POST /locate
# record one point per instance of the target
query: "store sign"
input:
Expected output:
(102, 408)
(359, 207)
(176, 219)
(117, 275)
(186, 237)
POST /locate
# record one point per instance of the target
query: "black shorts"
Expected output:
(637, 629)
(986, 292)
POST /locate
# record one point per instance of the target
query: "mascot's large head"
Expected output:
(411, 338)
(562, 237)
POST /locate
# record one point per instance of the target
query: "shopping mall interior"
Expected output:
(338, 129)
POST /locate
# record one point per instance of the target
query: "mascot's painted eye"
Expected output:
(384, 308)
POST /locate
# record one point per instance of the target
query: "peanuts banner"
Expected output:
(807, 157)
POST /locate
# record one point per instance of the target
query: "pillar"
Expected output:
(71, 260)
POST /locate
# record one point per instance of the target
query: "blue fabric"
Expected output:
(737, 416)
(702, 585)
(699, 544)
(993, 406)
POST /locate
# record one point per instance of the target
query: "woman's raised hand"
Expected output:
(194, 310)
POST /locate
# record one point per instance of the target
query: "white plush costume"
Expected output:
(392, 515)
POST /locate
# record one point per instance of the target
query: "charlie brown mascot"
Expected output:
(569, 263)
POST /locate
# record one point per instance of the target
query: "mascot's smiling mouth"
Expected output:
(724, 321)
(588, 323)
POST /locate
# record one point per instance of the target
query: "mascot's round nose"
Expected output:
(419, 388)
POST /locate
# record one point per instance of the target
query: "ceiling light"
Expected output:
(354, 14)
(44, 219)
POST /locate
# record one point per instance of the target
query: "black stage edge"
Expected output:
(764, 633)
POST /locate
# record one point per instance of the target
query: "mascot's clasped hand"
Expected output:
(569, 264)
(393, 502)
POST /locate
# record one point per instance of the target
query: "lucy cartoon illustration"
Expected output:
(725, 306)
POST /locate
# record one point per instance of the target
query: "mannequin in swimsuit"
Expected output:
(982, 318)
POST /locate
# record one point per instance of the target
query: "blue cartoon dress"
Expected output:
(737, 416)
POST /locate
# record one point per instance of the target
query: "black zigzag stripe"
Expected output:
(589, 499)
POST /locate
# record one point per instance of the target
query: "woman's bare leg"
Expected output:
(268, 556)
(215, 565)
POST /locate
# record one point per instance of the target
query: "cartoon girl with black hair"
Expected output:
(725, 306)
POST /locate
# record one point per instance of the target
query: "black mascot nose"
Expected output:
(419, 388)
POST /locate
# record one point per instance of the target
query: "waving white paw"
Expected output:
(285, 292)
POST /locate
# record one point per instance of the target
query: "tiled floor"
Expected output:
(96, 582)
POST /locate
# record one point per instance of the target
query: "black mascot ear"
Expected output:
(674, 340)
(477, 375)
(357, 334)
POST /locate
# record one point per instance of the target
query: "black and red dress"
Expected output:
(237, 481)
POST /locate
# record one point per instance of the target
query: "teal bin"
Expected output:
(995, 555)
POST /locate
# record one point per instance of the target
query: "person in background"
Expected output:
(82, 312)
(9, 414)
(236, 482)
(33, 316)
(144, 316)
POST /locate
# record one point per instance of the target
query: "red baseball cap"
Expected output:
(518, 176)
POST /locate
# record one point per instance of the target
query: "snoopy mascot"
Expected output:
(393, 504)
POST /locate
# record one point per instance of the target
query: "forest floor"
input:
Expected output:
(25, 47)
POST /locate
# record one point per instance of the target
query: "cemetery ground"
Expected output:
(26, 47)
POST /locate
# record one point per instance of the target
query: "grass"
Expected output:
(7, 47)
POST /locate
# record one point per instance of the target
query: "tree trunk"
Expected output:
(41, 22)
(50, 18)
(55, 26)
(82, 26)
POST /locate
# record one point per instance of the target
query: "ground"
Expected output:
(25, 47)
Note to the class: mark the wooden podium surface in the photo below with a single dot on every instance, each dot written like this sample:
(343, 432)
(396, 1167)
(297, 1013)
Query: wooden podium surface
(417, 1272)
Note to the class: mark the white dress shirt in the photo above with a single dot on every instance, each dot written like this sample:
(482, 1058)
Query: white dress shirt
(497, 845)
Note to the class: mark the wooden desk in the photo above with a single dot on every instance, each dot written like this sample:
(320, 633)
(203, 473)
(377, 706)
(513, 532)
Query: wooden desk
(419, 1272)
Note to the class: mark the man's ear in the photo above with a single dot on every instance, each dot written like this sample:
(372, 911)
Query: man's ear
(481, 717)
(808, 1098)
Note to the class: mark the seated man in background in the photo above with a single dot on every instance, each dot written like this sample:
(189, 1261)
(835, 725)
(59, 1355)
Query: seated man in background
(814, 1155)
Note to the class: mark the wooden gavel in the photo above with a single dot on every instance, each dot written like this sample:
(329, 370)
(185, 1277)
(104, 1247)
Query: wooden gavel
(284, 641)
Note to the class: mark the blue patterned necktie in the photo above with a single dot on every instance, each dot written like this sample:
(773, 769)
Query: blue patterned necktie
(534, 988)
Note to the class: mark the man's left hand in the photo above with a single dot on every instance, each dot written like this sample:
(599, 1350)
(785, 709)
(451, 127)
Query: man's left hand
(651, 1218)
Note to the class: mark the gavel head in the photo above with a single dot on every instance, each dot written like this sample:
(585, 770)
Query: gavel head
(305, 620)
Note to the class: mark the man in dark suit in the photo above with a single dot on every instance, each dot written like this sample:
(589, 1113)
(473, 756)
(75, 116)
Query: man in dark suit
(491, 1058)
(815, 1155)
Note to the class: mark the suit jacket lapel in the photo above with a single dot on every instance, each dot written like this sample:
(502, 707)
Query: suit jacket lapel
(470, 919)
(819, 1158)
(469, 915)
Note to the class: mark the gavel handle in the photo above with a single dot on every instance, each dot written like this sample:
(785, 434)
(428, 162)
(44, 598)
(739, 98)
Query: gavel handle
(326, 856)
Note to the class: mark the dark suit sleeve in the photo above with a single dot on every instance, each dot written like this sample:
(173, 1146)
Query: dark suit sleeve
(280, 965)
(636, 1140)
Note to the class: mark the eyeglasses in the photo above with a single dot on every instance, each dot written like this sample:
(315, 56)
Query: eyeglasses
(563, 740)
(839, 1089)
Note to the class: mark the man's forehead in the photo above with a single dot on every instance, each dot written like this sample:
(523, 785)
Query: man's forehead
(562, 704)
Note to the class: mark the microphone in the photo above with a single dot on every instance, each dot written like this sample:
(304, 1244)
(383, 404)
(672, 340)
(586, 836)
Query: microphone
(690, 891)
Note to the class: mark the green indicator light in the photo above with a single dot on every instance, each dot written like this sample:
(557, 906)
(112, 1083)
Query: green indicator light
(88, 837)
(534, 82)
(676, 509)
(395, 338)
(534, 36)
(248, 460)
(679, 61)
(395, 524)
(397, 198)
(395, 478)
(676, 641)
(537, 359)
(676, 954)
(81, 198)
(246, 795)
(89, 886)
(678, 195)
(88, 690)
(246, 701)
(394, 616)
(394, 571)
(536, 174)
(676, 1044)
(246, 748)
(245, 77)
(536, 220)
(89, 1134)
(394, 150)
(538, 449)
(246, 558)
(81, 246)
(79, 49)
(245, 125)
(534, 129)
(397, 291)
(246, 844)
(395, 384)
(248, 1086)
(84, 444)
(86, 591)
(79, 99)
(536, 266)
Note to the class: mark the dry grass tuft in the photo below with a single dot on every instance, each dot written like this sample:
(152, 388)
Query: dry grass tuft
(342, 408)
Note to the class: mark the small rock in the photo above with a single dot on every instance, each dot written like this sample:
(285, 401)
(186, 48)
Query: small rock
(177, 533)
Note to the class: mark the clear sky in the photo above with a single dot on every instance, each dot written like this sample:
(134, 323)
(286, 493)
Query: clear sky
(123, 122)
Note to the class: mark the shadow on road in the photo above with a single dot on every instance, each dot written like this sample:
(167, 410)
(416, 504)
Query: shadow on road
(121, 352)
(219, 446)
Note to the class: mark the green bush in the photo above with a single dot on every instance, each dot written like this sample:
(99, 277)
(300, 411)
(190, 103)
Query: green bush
....
■ What is expected
Copy out everything in the material from the line containing "Note to the class: mark the blue" down to the line containing "(815, 1155)", both of those lines included, with each line reproduced verbatim.

■ Exercise response
Note to the class: mark the blue patterned necktie in the photo above with a single dot on every instance, each dot written like this sample:
(773, 769)
Query: blue patterned necktie
(534, 988)
Note to the class: mark the man's left hand in the photo above with a single dot on every instance, each dot written like this sample:
(599, 1350)
(785, 709)
(451, 127)
Query: man's left hand
(651, 1218)
Note to the class: mark the gavel head in the photo above with a single dot on every instance, each dot written like this sample:
(585, 770)
Query: gavel head
(305, 620)
Note to the class: mark the man in dark suit in the photo above with a single dot on every instance, each dot written like this sample:
(589, 1113)
(473, 756)
(75, 116)
Query: man in dark suit
(491, 1058)
(815, 1155)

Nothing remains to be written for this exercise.